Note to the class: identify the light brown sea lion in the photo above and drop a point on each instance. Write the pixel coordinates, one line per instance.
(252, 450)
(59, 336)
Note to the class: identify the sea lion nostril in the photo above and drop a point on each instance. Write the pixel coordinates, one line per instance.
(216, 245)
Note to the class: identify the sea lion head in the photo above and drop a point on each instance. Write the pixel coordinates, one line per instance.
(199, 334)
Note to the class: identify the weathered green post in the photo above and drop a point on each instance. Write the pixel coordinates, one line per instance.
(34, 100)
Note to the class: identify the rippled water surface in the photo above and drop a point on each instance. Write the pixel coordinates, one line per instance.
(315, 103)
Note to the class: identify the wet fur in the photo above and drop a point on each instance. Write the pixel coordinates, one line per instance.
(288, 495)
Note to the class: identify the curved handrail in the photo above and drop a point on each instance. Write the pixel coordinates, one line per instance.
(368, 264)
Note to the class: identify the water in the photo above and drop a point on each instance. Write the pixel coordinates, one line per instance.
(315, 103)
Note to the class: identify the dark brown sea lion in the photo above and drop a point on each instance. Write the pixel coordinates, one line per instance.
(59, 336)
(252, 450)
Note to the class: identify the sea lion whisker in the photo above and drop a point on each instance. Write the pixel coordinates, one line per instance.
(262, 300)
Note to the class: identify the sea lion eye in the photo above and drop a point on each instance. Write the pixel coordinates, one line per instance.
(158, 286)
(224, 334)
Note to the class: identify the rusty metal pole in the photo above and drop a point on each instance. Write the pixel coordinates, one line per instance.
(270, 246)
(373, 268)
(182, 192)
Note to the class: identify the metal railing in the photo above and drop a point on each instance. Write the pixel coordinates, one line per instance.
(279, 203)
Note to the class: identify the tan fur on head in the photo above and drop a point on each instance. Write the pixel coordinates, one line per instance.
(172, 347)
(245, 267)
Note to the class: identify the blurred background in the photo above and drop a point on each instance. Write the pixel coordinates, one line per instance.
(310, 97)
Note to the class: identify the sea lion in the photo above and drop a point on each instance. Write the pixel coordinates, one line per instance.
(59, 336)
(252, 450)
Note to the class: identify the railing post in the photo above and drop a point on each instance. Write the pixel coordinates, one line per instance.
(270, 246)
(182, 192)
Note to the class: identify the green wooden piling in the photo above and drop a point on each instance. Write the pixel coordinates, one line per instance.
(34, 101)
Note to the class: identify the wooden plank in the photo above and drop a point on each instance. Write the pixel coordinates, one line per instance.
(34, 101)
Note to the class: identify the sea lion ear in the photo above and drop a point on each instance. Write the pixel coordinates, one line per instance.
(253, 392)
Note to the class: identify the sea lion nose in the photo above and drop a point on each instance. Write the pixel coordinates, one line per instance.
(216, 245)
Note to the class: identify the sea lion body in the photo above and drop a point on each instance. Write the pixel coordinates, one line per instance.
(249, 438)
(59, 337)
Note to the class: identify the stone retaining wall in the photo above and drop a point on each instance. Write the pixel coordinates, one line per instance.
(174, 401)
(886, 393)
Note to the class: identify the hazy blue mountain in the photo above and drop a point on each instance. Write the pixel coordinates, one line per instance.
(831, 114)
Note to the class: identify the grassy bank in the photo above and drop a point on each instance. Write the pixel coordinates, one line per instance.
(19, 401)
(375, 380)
___
_DO THIS_
Express the entries above as a Markdown table with the columns Number and Entry line, one row per non-blank line, numbered in order. Include every entry.

_FULL OUTPUT_
| Number | Entry line |
|---|---|
| 1 | Note to the class: identify the light brown sea lion in the photo above and drop a point on each instance. Write the pixel coordinates, one line per instance. |
| 2 | (252, 450) |
| 3 | (59, 336) |
| 4 | Note to the class: identify the sea lion nostril in the photo above and drop a point on each instance. Write the pixel coordinates, one line per instance. |
| 5 | (216, 245) |
| 6 | Note to the class: identify the sea lion head in the photo above and drop a point on each instance. Write the pixel coordinates, one line per instance. |
| 7 | (199, 334) |
| 8 | Note to the class: identify the weathered green post in the photo above and drop a point on each instance. Write the pixel coordinates, one line per instance. |
| 9 | (34, 100) |
| 10 | Note to the class: identify the rippled water surface in the photo above and drop a point on each instance. Write the pixel coordinates, one line per instance. |
| 11 | (315, 103) |
| 12 | Note to the class: identify the wet fur in the photo above and drop a point on each instance. Write the pixel coordinates, one line per instance. |
| 13 | (288, 495) |
| 14 | Note to the class: identify the curved handrail in the photo above and drop a point on each instance. Write the pixel coordinates, one line per instance. |
| 15 | (368, 264) |
| 16 | Note to the class: identify the water in the photo above and drop a point on each instance. Write the pixel coordinates, one line per instance. |
| 17 | (315, 103) |
| 18 | Note to the class: identify the dark brown sea lion in the photo above and drop a point on each instance. Write the pixel coordinates, one line per instance. |
| 19 | (59, 336) |
| 20 | (252, 450) |
| 21 | Note to the class: identify the sea lion whisker in the photo above and drop a point on each instance. Write the pixel coordinates, one line per instance. |
| 22 | (262, 300) |
| 23 | Note to the class: identify the sea lion eye in the photo above and drop a point on each instance. Write the pixel coordinates, one line per instance. |
| 24 | (158, 286) |
| 25 | (224, 334) |
| 26 | Note to the class: identify the rusty metal pole in the photo above and drop a point on each instance. Write the pixel coordinates, one line per instance. |
| 27 | (270, 246) |
| 28 | (373, 268) |
| 29 | (182, 192) |
| 30 | Note to the class: identify the metal railing in the photo above and drop a point on each instance. Write the pixel coordinates, one line per instance. |
| 31 | (279, 203) |
| 32 | Note to the class: identify the tan fur on head in the photo above and drop a point on each instance. Write the pixel coordinates, one line per instance. |
| 33 | (172, 347) |
| 34 | (245, 267) |
| 35 | Note to the class: identify the blurred background in the photo above and drop a point on each instance. Write the pixel coordinates, one line per instance. |
| 36 | (310, 97) |
| 37 | Note to the class: identify the sea lion in the photo above and drop a point on each instance. Write the pixel coordinates, one line per instance. |
| 38 | (59, 336) |
| 39 | (252, 450) |
| 40 | Note to the class: identify the railing post in the photo above and drop a point on each instance. Write the pixel coordinates, one line per instance. |
| 41 | (270, 246) |
| 42 | (182, 192) |
| 43 | Note to the class: identify the green wooden piling in the photo above and drop a point on each instance. Write the pixel coordinates, one line per instance. |
| 44 | (34, 101) |
| 45 | Note to the class: identify the wooden plank in the photo above and drop a point on each instance. Write the pixel coordinates, one line per instance. |
| 46 | (34, 101) |
| 47 | Note to the class: identify the sea lion ear in the photo above and drop a point on each instance. Write the pixel coordinates, one line per instance. |
| 48 | (253, 392) |
| 49 | Note to the class: identify the sea lion nose in the photo above and drop a point on each instance. Write the pixel coordinates, one line per instance. |
| 50 | (216, 245) |
| 51 | Note to the class: identify the sea lion body in the photo above and drop a point on each instance. Write the pixel coordinates, one line per instance. |
| 52 | (249, 438) |
| 53 | (59, 337) |
| 54 | Note to the class: identify the stone retaining wall in the photo above and drop a point on each instance. Write the pixel coordinates, one line per instance. |
| 55 | (174, 401) |
| 56 | (886, 393) |
| 57 | Note to the class: identify the hazy blue mountain in the photo above and drop a point on each instance. Write the pixel coordinates, one line per instance. |
| 58 | (831, 114) |
| 59 | Note to the class: identify the grassy bank in the photo above and drop a point on each instance. Write the pixel coordinates, one line per instance. |
| 60 | (19, 401) |
| 61 | (375, 380) |